_Texte fourni:_
>>>>

Aux sources du jeu : 2 – Le thème
Dans un précédent billet, avec la candeur qui me caractérise, je vous parlais de l’un des ingrédients essentiels du jeu : la mécanique. Ne comptant pas m’arrêter en si bon chemin, il est temps de parler de son frère ennemi : le thème.
Fort en thème
Dès qu’on parle d’un jeu, on aborde son thème. Mais si on s’en approche un peu, on lui trouve plusieurs dimensions :
- l’univers narratif du jeu : science-fiction, guerre de cent ans, zombies. Cela constitue sa toile de fond.
- le sujet du jeu : la conquête de la galaxie, la bataille d’Azincourt, la survie d’une famille. C’est l’argument narratif sur lequel se concentre l’action de jeu (l’équivalent du « pitch » en cinéma).
- les thématiques abordées : même si ce n’est pas une dimension très explorée par le jeu de société, on peut aussi identifier des sujets plus universels que le jeu met en scène : la coopération, la trahison, l’ambition et pourquoi pas l’esclavage, les ravages de la guerre ou l’écologie.
Comme rien ne vaut un bon exemple, on pourrait par exemple dire que Flash Point : Fire Rescue (18 – Soldats du feu en français) se déroule dans le monde moderne et met en scène une équipe de pompiers chargé de sauver les habitants d’une maison en flamme. Il aborde implicitement les thèmes de l’entraide et du sacrifice.
L’immersion
Le thème est un ingrédient narratif majeur. Il est le terrain de l’histoire que l’auteur cherche à raconter aux joueurs.

<<<<

_Données brutes:_

>>>>

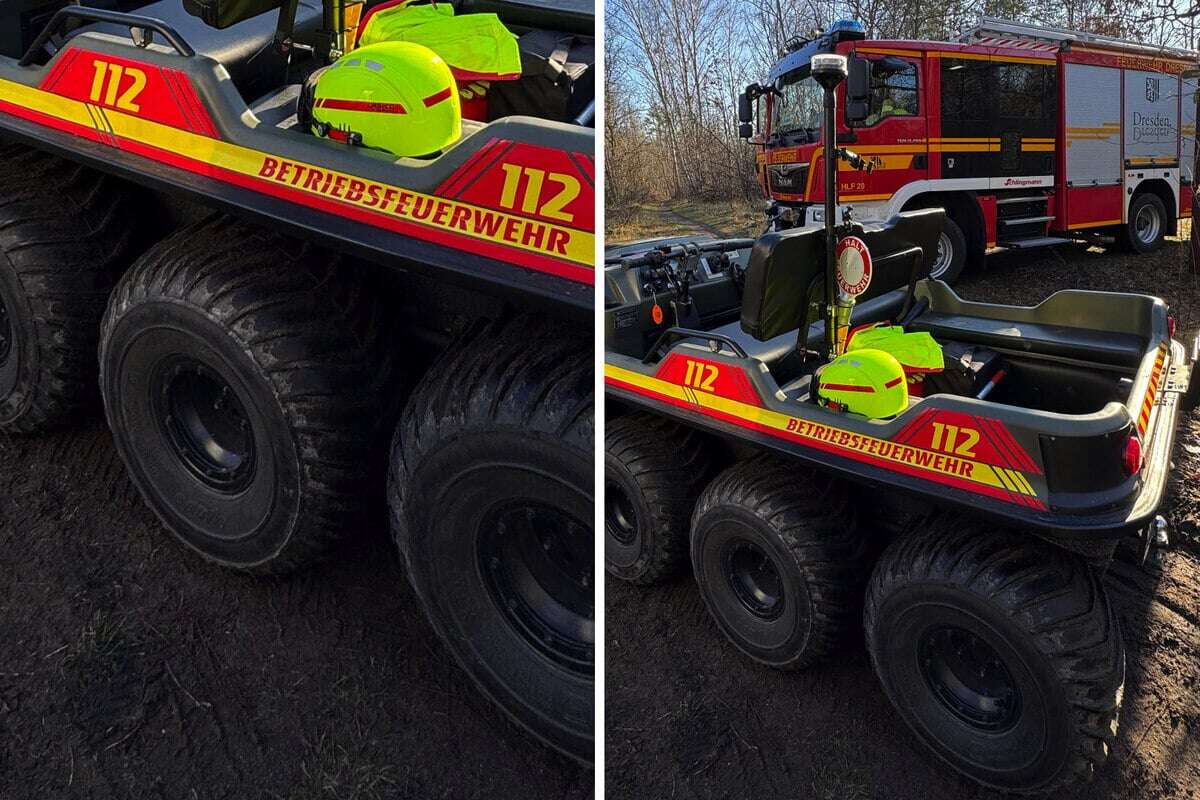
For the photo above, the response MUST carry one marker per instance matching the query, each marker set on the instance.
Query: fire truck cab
(1026, 136)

<<<<

_Objectif:_ Énumérez toutes les dimensions que le texte sur le thème du jeu distingue dans le thème d'un jeu.

_Réponse rédigée:_
- l'univers narratif du jeu
- le sujet du jeu
- les thématiques abordées